Items de la tâche =>
=======

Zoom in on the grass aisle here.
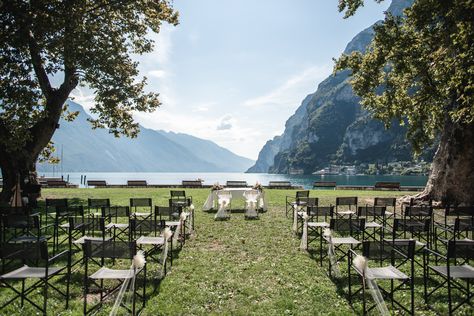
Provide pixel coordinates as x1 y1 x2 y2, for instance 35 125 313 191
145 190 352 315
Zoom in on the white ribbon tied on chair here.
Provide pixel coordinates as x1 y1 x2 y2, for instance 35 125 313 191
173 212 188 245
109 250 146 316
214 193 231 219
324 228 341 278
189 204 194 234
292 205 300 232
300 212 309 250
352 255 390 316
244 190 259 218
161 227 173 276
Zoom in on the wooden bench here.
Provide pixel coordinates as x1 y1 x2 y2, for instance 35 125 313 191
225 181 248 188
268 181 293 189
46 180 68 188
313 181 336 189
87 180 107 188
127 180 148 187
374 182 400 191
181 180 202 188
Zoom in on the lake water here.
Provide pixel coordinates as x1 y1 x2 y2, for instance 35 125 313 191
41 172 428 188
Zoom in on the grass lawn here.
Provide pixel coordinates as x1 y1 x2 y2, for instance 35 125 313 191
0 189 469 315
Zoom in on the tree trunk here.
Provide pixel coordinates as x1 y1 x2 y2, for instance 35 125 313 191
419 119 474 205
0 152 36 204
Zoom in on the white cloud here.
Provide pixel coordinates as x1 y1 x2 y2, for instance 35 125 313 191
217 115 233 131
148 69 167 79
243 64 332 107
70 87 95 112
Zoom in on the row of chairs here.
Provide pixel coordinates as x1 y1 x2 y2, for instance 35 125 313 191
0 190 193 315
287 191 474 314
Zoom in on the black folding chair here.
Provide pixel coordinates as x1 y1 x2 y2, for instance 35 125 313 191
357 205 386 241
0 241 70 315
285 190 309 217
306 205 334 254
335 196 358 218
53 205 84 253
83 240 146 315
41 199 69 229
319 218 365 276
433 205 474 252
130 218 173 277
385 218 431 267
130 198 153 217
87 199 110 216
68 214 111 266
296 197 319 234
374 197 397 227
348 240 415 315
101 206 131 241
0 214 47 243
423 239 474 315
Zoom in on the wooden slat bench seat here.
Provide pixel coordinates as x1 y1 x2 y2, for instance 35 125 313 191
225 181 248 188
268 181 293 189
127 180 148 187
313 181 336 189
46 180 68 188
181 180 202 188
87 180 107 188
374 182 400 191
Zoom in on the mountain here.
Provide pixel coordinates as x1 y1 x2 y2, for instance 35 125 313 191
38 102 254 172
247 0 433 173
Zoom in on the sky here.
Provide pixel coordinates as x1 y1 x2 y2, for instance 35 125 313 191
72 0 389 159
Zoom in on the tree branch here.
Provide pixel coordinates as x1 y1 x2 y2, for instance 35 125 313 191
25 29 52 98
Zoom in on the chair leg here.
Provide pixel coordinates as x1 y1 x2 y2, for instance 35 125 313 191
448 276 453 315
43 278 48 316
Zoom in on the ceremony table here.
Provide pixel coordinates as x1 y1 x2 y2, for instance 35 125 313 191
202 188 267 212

=======

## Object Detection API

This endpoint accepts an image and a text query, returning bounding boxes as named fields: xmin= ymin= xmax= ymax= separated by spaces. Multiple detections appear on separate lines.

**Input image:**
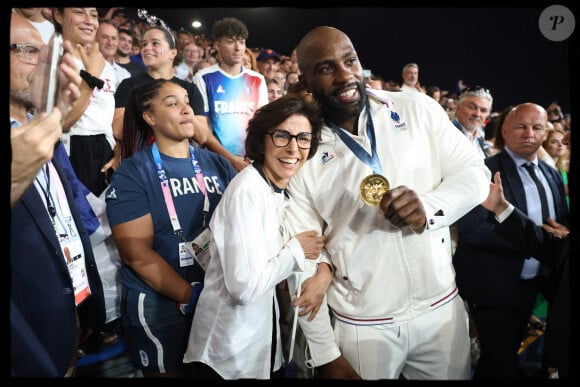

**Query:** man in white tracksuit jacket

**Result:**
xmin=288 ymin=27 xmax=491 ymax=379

=======

Consigne => Dupliquez à l'identique les lignes situées entre celle qui contient "Zoom in on the wooden bench here." et celle qui contient "247 0 433 173", ces deux lignes incluses.

Résultat =>
Zoom in on the wooden bench here.
Provide pixel coordinates as x1 y1 x2 y2, for instance 35 125 313 191
225 181 248 188
268 181 293 189
46 180 68 188
313 181 336 189
87 180 107 188
127 180 148 187
374 182 400 191
181 180 202 188
Zoom in on the lake water here.
Provide pixel coordinates as x1 y1 x2 y2, for instance 35 125 313 191
41 172 428 188
Zoom in on the grass lawn here.
Provide pixel coordinates as x1 y1 x2 y2, for instance 35 125 313 191
0 189 469 315
Zoom in on the tree trunk here.
Provide pixel coordinates as x1 y1 x2 y2, for instance 35 125 313 191
419 119 474 205
0 152 36 204
Zoom in on the white cloud here.
Provide pixel coordinates as x1 y1 x2 y2, for instance 35 125 313 191
217 115 233 131
148 69 167 79
243 64 332 107
70 87 95 112
Zoom in on the row of chairs here.
Provide pixel coordinates as x1 y1 x2 y2, for instance 35 125 313 191
0 190 193 315
287 191 474 314
Zoom in on the black folding chair here.
Provide pixel coordinates as x1 y1 x2 y2, for instance 35 125 313 191
357 205 386 241
0 241 70 315
285 190 309 217
306 205 334 254
335 196 358 218
53 205 84 253
83 240 146 315
41 199 69 229
319 218 365 276
433 205 474 252
130 218 173 277
385 218 431 267
130 198 153 217
87 199 110 216
68 214 111 266
296 197 319 234
374 197 397 227
348 240 415 315
101 206 131 241
0 214 47 243
423 239 474 315
Zoom in on the wooden slat bench seat here.
Provide pixel coordinates as x1 y1 x2 y2, for instance 35 125 313 191
225 181 248 188
268 181 293 189
127 180 148 187
313 181 336 189
46 180 68 188
181 180 202 188
87 180 107 188
374 182 400 191
Zoom in on the mountain here.
Provide pixel coordinates as x1 y1 x2 y2, for instance 35 125 313 191
38 102 254 172
247 0 433 173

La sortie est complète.